### YOUR TASK:
Each line below must be reproduced exactly, though the pictures are to be dropped.

= Beginning of Section =

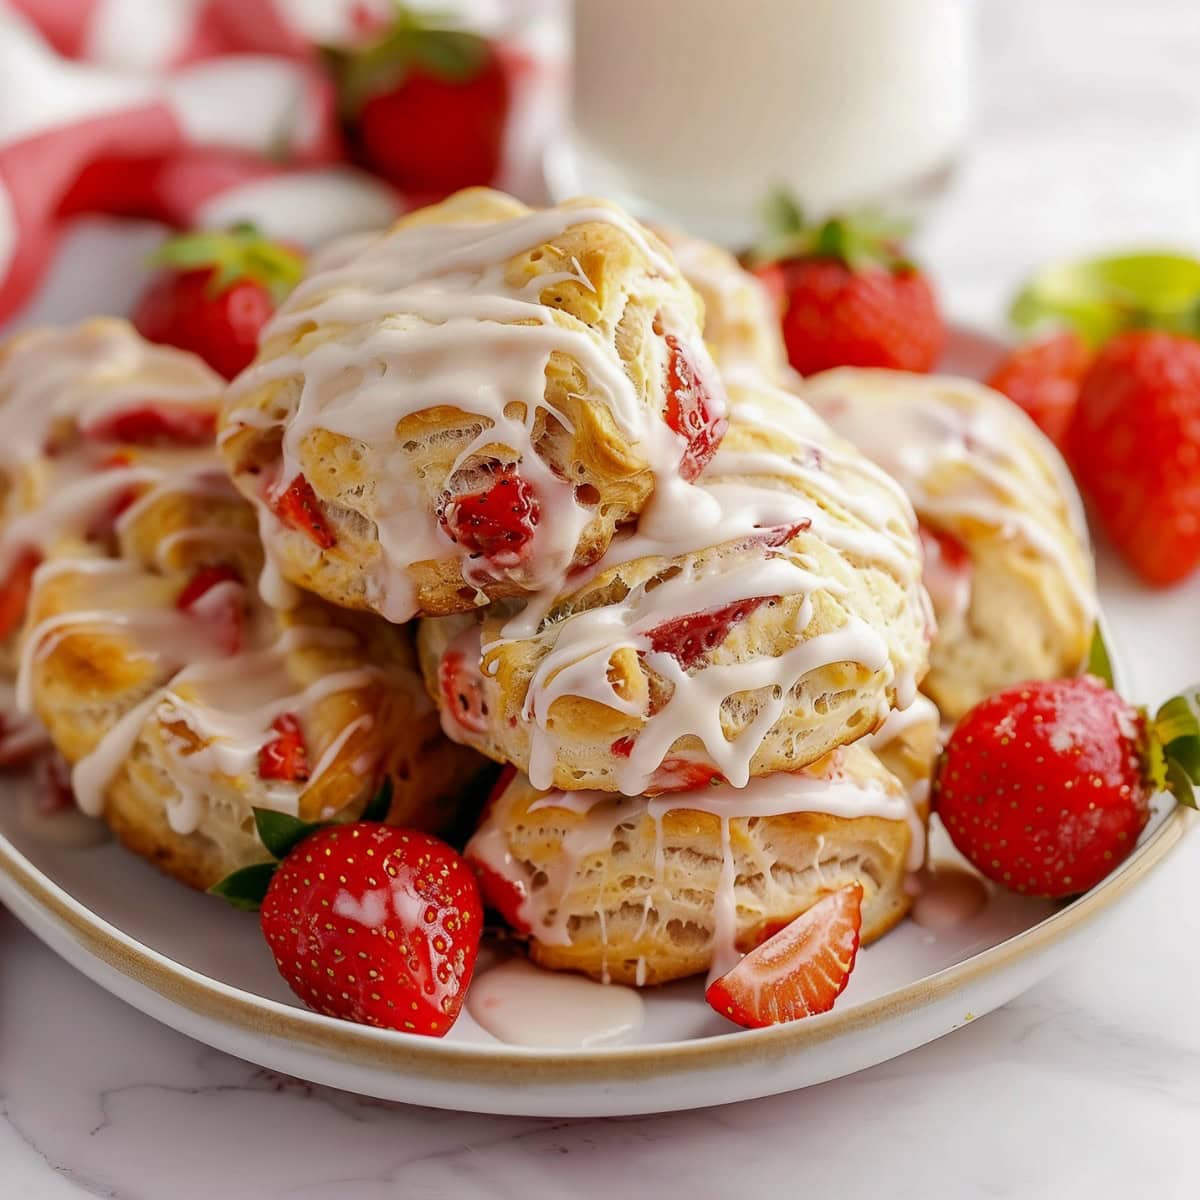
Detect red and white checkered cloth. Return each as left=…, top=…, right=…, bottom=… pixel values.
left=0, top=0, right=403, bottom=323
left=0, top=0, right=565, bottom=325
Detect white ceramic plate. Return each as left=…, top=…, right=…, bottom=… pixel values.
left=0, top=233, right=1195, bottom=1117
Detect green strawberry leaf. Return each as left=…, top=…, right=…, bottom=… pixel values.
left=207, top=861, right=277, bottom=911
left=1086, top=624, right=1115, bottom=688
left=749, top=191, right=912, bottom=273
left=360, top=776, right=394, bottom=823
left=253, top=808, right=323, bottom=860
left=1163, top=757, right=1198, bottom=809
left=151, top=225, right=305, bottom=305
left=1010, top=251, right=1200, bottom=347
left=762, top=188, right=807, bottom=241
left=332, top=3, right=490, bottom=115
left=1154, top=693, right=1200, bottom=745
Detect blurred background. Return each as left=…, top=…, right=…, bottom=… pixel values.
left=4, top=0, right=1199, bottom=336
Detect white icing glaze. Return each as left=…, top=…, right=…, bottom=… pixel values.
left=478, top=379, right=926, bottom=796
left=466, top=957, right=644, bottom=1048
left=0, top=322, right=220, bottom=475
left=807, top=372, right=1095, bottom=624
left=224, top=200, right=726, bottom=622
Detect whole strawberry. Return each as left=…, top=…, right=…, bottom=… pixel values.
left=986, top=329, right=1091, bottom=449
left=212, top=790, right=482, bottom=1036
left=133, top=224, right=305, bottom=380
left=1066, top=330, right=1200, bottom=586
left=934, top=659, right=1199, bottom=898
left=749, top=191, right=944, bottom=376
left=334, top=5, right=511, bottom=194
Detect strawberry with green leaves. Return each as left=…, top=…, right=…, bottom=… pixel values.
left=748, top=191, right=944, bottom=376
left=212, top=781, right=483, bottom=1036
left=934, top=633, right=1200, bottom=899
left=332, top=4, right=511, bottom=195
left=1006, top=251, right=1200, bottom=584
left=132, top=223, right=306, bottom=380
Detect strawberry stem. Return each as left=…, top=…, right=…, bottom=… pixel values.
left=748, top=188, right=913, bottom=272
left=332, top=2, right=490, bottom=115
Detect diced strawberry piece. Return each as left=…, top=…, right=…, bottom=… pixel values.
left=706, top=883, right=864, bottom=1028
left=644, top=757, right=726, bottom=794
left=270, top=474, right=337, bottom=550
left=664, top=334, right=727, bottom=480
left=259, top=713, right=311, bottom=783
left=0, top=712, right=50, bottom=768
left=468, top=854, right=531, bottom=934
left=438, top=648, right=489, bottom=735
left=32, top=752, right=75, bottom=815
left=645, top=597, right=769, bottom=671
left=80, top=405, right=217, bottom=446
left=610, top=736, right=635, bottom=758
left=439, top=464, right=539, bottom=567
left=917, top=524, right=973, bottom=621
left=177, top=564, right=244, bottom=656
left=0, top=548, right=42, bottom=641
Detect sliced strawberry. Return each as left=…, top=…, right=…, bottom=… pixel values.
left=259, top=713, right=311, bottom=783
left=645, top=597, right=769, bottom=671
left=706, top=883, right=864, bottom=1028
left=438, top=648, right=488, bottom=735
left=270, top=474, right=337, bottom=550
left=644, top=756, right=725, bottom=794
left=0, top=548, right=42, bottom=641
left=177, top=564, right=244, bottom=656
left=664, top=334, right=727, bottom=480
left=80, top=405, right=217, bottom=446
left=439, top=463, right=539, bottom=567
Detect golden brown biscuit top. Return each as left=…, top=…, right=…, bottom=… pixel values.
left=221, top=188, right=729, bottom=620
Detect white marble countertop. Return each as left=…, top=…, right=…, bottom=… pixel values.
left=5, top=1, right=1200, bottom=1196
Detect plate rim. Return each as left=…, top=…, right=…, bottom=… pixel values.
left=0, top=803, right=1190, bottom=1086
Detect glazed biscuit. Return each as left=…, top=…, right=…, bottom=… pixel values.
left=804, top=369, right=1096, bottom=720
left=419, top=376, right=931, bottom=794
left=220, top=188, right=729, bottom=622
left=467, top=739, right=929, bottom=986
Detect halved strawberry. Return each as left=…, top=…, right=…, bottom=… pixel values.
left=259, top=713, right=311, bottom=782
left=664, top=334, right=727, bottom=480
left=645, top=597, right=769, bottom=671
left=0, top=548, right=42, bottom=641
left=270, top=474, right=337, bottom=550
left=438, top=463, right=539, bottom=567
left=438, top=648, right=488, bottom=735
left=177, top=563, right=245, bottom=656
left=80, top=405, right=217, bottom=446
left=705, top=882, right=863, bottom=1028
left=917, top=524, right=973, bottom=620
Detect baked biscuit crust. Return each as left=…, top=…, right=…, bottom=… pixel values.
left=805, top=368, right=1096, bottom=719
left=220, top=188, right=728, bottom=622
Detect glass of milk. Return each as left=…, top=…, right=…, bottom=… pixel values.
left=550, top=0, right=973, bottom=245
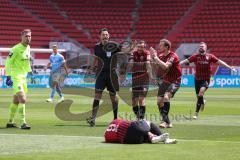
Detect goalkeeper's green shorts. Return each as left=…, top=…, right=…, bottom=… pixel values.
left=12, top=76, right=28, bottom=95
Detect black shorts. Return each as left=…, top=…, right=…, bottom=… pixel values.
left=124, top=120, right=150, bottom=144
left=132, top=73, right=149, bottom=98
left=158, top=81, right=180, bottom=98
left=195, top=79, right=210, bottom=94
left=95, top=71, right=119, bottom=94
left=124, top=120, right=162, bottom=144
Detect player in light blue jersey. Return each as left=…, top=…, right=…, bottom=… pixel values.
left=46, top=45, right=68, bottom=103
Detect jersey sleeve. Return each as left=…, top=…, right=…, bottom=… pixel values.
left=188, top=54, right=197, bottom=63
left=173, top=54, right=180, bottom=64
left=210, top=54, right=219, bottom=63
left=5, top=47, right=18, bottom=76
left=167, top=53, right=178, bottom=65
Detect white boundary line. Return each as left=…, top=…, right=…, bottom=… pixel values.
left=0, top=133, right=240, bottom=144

= End of Section =

### TASK SOLUTION:
Detect red and white checkered cloth. Return each as left=…, top=…, right=…, bottom=… pixel values.
left=0, top=0, right=403, bottom=323
left=0, top=0, right=565, bottom=325
Detect white ceramic plate. Return each as left=…, top=…, right=…, bottom=… pixel values.
left=0, top=233, right=1195, bottom=1117
Detect green strawberry leaf. Return each as left=…, top=…, right=…, bottom=… pixel values.
left=207, top=861, right=277, bottom=911
left=1086, top=624, right=1115, bottom=688
left=749, top=191, right=912, bottom=273
left=360, top=776, right=394, bottom=823
left=253, top=808, right=323, bottom=860
left=1163, top=757, right=1198, bottom=809
left=151, top=225, right=305, bottom=305
left=1010, top=251, right=1200, bottom=347
left=762, top=188, right=807, bottom=241
left=332, top=3, right=490, bottom=115
left=1154, top=693, right=1200, bottom=745
Detect blurred background. Return each as left=…, top=…, right=…, bottom=… pixel values.
left=4, top=0, right=1199, bottom=336
Detect white icing glaze. Return each as left=…, top=…, right=…, bottom=… pixel values.
left=478, top=379, right=926, bottom=796
left=466, top=957, right=644, bottom=1048
left=0, top=322, right=220, bottom=475
left=807, top=372, right=1095, bottom=624
left=224, top=200, right=726, bottom=622
Detect whole strawberry. Return each as left=…, top=…, right=…, bottom=… pixel values.
left=986, top=329, right=1091, bottom=449
left=212, top=790, right=482, bottom=1036
left=133, top=224, right=305, bottom=380
left=1066, top=330, right=1200, bottom=586
left=934, top=659, right=1199, bottom=898
left=749, top=191, right=944, bottom=376
left=334, top=5, right=511, bottom=194
Detect strawberry with green leaves. Return each as left=…, top=…, right=…, bottom=… pixel values.
left=748, top=191, right=944, bottom=376
left=212, top=781, right=483, bottom=1036
left=934, top=633, right=1200, bottom=899
left=332, top=4, right=511, bottom=195
left=1006, top=251, right=1200, bottom=584
left=132, top=223, right=306, bottom=380
Detect strawberry stem. Return each as left=…, top=…, right=…, bottom=… pixel values.
left=748, top=188, right=913, bottom=272
left=332, top=2, right=490, bottom=115
Detect diced strawberry piece. Return each as left=…, top=…, right=…, bottom=… pixel values.
left=706, top=883, right=864, bottom=1028
left=644, top=757, right=726, bottom=794
left=270, top=474, right=337, bottom=550
left=664, top=334, right=727, bottom=480
left=259, top=713, right=311, bottom=783
left=0, top=712, right=50, bottom=768
left=468, top=854, right=531, bottom=934
left=438, top=648, right=489, bottom=735
left=32, top=752, right=75, bottom=815
left=645, top=597, right=769, bottom=671
left=80, top=405, right=217, bottom=446
left=610, top=736, right=635, bottom=758
left=439, top=464, right=539, bottom=567
left=917, top=524, right=973, bottom=621
left=177, top=564, right=244, bottom=656
left=0, top=548, right=42, bottom=641
Detect sliced strawberry. Return each as left=…, top=…, right=…, bottom=… pixel values.
left=259, top=713, right=311, bottom=783
left=645, top=597, right=769, bottom=671
left=706, top=883, right=864, bottom=1028
left=438, top=648, right=488, bottom=735
left=270, top=474, right=337, bottom=550
left=644, top=756, right=725, bottom=794
left=0, top=548, right=42, bottom=641
left=177, top=564, right=244, bottom=656
left=664, top=334, right=727, bottom=480
left=80, top=405, right=217, bottom=446
left=439, top=463, right=539, bottom=567
Detect golden brown biscuit top. Return each as left=…, top=…, right=…, bottom=… pixel values.
left=221, top=188, right=729, bottom=620
Detect white marble countertop. Return each as left=…, top=…, right=…, bottom=… pixel values.
left=5, top=1, right=1200, bottom=1196
Detect plate rim. Return each as left=…, top=…, right=…, bottom=… pixel values.
left=0, top=803, right=1190, bottom=1086
Detect glazed biscuit. Return each as left=…, top=…, right=…, bottom=… pixel values.
left=804, top=369, right=1096, bottom=720
left=419, top=376, right=931, bottom=794
left=220, top=188, right=729, bottom=622
left=467, top=739, right=929, bottom=986
Detect halved strawberry. Return each as left=…, top=…, right=…, bottom=… pixel values.
left=259, top=713, right=311, bottom=782
left=664, top=334, right=727, bottom=480
left=645, top=597, right=769, bottom=671
left=0, top=548, right=42, bottom=641
left=270, top=474, right=337, bottom=550
left=438, top=463, right=539, bottom=567
left=438, top=648, right=488, bottom=735
left=177, top=563, right=245, bottom=656
left=80, top=405, right=217, bottom=446
left=705, top=882, right=863, bottom=1028
left=917, top=524, right=973, bottom=620
Detect baked biscuit crust. Return each as left=…, top=…, right=…, bottom=… pixel values.
left=805, top=368, right=1096, bottom=719
left=220, top=188, right=728, bottom=622
Detect glass of milk. Return each as left=…, top=…, right=…, bottom=… pixel values.
left=550, top=0, right=973, bottom=245
Detect goalkeeper's green shorts. Return each as left=…, top=…, right=…, bottom=… pixel values.
left=12, top=76, right=28, bottom=95
Detect black shorts. Return each as left=…, top=…, right=…, bottom=… pixel values.
left=124, top=120, right=150, bottom=144
left=132, top=73, right=149, bottom=98
left=158, top=81, right=180, bottom=98
left=195, top=79, right=210, bottom=94
left=95, top=71, right=119, bottom=94
left=124, top=120, right=162, bottom=144
Detect player in light blue jersey. Return each as left=…, top=…, right=…, bottom=… pixel values.
left=46, top=45, right=68, bottom=103
Detect jersey sleeve. Return each as left=…, top=…, right=…, bottom=… pixel values.
left=188, top=54, right=197, bottom=63
left=173, top=54, right=180, bottom=64
left=210, top=54, right=219, bottom=63
left=5, top=47, right=18, bottom=76
left=167, top=53, right=178, bottom=65
Detect white boundary line. Return each as left=…, top=…, right=…, bottom=… pixel values.
left=0, top=133, right=240, bottom=144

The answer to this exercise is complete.